■ **AIM OF THE TASK**: Write the entries below again, precisely as they appear.

== DATA UNDER STUDY ==

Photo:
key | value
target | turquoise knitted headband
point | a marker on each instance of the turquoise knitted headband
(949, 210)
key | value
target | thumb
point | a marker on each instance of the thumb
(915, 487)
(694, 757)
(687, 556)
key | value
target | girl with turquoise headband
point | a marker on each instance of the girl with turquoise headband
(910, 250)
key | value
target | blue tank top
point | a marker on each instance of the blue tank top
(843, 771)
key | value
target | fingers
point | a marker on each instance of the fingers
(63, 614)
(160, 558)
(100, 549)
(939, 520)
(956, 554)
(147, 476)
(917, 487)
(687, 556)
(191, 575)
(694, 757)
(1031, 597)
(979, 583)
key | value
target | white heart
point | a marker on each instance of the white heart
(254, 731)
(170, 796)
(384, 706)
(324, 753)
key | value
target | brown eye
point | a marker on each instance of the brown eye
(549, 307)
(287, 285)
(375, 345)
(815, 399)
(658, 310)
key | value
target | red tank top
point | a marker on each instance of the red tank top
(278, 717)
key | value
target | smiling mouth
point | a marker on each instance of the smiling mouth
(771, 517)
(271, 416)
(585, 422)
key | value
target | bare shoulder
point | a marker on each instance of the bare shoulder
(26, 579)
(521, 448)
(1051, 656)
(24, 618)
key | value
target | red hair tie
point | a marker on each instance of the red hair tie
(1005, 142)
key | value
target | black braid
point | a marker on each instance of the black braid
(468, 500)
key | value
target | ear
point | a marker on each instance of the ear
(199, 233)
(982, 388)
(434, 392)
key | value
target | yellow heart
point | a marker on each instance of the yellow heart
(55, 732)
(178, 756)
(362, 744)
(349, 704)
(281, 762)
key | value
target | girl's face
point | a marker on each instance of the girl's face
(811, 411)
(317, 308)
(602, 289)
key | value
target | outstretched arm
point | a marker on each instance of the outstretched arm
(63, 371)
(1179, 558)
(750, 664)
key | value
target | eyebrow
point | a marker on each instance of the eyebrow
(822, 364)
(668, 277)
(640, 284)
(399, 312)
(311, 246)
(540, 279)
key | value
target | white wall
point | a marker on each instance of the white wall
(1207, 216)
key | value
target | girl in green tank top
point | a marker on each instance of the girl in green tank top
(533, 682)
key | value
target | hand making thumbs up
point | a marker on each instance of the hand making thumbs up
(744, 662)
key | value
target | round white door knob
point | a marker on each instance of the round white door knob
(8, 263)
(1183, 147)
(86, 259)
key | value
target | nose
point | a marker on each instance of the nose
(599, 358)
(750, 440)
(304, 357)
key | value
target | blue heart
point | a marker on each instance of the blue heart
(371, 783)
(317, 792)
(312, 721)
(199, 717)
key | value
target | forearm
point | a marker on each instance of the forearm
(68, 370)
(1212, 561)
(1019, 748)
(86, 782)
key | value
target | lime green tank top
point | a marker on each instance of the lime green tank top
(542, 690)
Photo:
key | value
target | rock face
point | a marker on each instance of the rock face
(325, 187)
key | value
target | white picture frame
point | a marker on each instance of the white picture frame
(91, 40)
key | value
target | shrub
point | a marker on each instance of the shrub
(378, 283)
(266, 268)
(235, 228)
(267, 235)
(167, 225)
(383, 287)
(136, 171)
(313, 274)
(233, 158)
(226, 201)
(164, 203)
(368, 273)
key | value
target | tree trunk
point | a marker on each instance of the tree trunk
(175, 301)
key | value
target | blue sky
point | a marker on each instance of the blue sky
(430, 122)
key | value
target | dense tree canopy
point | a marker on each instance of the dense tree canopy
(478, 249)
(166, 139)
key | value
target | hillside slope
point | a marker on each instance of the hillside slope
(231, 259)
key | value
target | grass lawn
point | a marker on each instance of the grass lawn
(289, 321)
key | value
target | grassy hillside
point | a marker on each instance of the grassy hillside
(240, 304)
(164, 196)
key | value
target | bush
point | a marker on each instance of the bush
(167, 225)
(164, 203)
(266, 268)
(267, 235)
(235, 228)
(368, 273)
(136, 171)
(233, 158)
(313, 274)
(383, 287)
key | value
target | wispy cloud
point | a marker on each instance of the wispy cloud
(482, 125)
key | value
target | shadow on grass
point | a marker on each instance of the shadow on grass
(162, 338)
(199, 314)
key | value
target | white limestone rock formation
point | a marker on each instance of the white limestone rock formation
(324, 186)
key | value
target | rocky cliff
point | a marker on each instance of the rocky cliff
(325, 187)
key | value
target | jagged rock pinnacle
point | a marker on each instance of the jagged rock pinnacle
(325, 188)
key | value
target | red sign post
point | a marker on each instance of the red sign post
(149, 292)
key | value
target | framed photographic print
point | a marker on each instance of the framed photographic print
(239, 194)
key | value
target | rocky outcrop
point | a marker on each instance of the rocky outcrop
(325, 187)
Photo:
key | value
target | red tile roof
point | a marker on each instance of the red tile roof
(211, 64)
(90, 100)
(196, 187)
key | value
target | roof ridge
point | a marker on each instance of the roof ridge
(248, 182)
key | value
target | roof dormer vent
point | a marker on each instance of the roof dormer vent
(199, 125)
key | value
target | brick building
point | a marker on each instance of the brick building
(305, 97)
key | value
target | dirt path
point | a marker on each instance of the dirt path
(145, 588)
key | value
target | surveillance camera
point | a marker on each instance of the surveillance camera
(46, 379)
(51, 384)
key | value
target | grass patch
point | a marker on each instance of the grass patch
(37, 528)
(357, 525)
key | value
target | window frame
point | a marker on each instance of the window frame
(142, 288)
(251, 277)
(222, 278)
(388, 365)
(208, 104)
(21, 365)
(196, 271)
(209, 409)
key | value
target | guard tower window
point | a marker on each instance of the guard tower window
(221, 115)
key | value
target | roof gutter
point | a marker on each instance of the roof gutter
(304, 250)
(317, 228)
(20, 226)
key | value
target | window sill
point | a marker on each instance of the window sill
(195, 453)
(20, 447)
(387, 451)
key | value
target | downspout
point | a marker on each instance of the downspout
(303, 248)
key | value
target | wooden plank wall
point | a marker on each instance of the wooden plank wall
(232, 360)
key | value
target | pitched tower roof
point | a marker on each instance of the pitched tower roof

===

■ **SOLUTION**:
Photo:
key | value
target | turquoise knitted headband
point | a marker on each instance of the turquoise knitted headband
(949, 210)
key | value
target | thumb
point | a marker on each instance of the thumb
(915, 487)
(694, 757)
(687, 556)
key | value
target | girl with turquoise headband
point | a marker on each instance of the girl with turquoise headband
(910, 250)
key | value
target | blue tank top
point | a marker on each instance of the blue tank top
(843, 771)
key | value
target | fingers
point | a marker on each instance of the fingers
(63, 614)
(160, 558)
(100, 549)
(939, 520)
(956, 554)
(147, 476)
(917, 487)
(687, 556)
(191, 575)
(694, 757)
(1031, 597)
(979, 583)
key | value
target | white heart
point | a marker on each instance of the white heart
(254, 731)
(170, 796)
(384, 706)
(324, 753)
key | value
target | brown eye
point | a marker on each instance of the brown eye
(549, 307)
(287, 285)
(375, 345)
(815, 399)
(658, 310)
key | value
target | red tank top
point | a marker on each instance of the red tank top
(278, 717)
key | value
target | smiling mouth
point | a marker on each instance of the smiling mouth
(771, 517)
(271, 416)
(585, 422)
key | value
target | bare shoulder
point | a marker on each instance of the bare shoulder
(26, 579)
(521, 448)
(1051, 656)
(24, 618)
key | value
target | red hair tie
point | a marker on each instance of the red hair tie
(1005, 142)
key | value
target | black braid
point | a marker on each instance of the black braid
(468, 500)
key | value
target | ear
point | a marker on each instance of the ear
(199, 233)
(982, 388)
(434, 392)
key | value
target | yellow heart
point | a marker on each instance of the yellow heart
(55, 732)
(178, 756)
(362, 744)
(349, 704)
(281, 762)
key | value
target | girl's face
point | a marker on each instance of the girl's face
(811, 411)
(317, 308)
(602, 289)
key | value
target | outstretched arm
point | a marker on each instance of the outstretched arm
(63, 371)
(1179, 558)
(750, 664)
key | value
target | eyebrow
point | a marker on each instance of the eyebrow
(822, 364)
(668, 277)
(640, 284)
(399, 312)
(311, 246)
(540, 279)
key | value
target | white wall
point | a marker on each instance of the white wall
(1207, 216)
key | value
target | girl in green tank top
point | a marker on each instance of the girl in green tank top
(533, 682)
key | value
target | hand making thumbs up
point | a marker on each instance of the hand making thumbs up
(744, 662)
key | value
target | round white door knob
point | a marker on each instance of the round white door knob
(8, 263)
(1183, 147)
(86, 259)
key | value
target | nose
point | a marker on each instance of the nose
(599, 358)
(750, 440)
(304, 357)
key | value
target | blue heart
point | a marker on each instance of the blue heart
(371, 783)
(317, 792)
(312, 721)
(199, 717)
key | value
target | forearm
point | a marker on each instance of the forearm
(68, 370)
(1212, 561)
(1019, 748)
(86, 782)
key | value
target | lime green tank top
point | a marker on each instance of the lime green tank top
(542, 690)
Photo:
key | value
target | rock face
point | a marker on each instance of the rock face
(325, 187)
key | value
target | white picture frame
point | a marker on each instance of the white picture frame
(91, 40)
key | value
target | shrub
point | a marker on each instance of the shrub
(378, 283)
(266, 268)
(235, 228)
(267, 235)
(167, 225)
(383, 287)
(136, 171)
(313, 274)
(233, 158)
(226, 201)
(164, 203)
(368, 273)
key | value
target | tree trunk
point | a marker on each instance of the tree trunk
(175, 301)
key | value
target | blue sky
point | a marker on each instance of the blue sky
(430, 122)
key | value
target | dense tree canopy
point | a marker on each instance of the dense tree canopy
(478, 249)
(166, 139)
key | value
target | hillside slope
point | a marker on each instance of the hillside slope
(231, 259)
key | value
target | grass lawn
point | a marker on each instance of the grass lawn
(289, 321)
key | value
target | grassy hillside
point | a marker on each instance of the grassy hillside
(240, 304)
(164, 196)
key | value
target | bush
point | a marker on each instance of the bush
(167, 225)
(164, 203)
(266, 268)
(267, 235)
(235, 228)
(368, 273)
(136, 171)
(233, 158)
(313, 274)
(383, 287)
key | value
target | wispy cloud
point | a marker on each instance of the wispy cloud
(482, 125)
key | value
target | shadow on grass
point | a marker on each instance of the shadow on grass
(162, 338)
(199, 314)
key | value
target | white limestone rock formation
point | a marker on each instance of the white limestone rock formation
(324, 186)
key | value
target | rocky cliff
point | a marker on each instance of the rocky cliff
(325, 187)
key | value
target | jagged rock pinnacle
point | a marker on each instance of the jagged rock pinnacle
(325, 188)
key | value
target | red sign post
point | a marker on each instance of the red sign post
(149, 292)
key | value
target | framed photographic print
point | a marker on each instance of the framed photographic print
(239, 194)
key | value
target | rocky outcrop
point | a marker on each instance of the rocky outcrop
(325, 187)
Photo:
key | value
target | red tile roof
point | a marker on each instance of the red tile roof
(211, 64)
(90, 100)
(196, 187)
key | value
target | roof ridge
point | a marker on each instance of the roof ridge
(248, 182)
key | value
target | roof dormer vent
point | a marker on each instance of the roof dormer vent
(199, 125)
key | value
target | brick building
point | a marker on each instance of the brick building
(305, 97)
key | value
target | dirt path
point | a marker on each instance of the dirt path
(145, 588)
key | value
target | surveillance camera
point | a marker on each instance of the surveillance camera
(46, 379)
(51, 384)
key | value
target | grass patch
point | a marker on each instance of the grass patch
(37, 528)
(357, 525)
key | value
target | window frame
point | a marker on each instance of the window frame
(142, 288)
(251, 277)
(222, 278)
(388, 365)
(208, 104)
(21, 365)
(196, 271)
(209, 409)
key | value
target | guard tower window
point | a marker on each instance of the guard tower window
(221, 115)
key | value
target | roof gutter
point | a marker on each instance of the roof gutter
(304, 250)
(317, 228)
(20, 226)
key | value
target | window sill
point | a marker on each instance of the window sill
(195, 453)
(20, 447)
(387, 451)
key | value
target | downspout
point | a marker on each instance of the downspout
(303, 248)
key | value
target | wooden plank wall
point | a marker on each instance of the wooden plank wall
(232, 360)
key | value
target | pitched tower roof
point | a marker on each instance of the pitched tower roof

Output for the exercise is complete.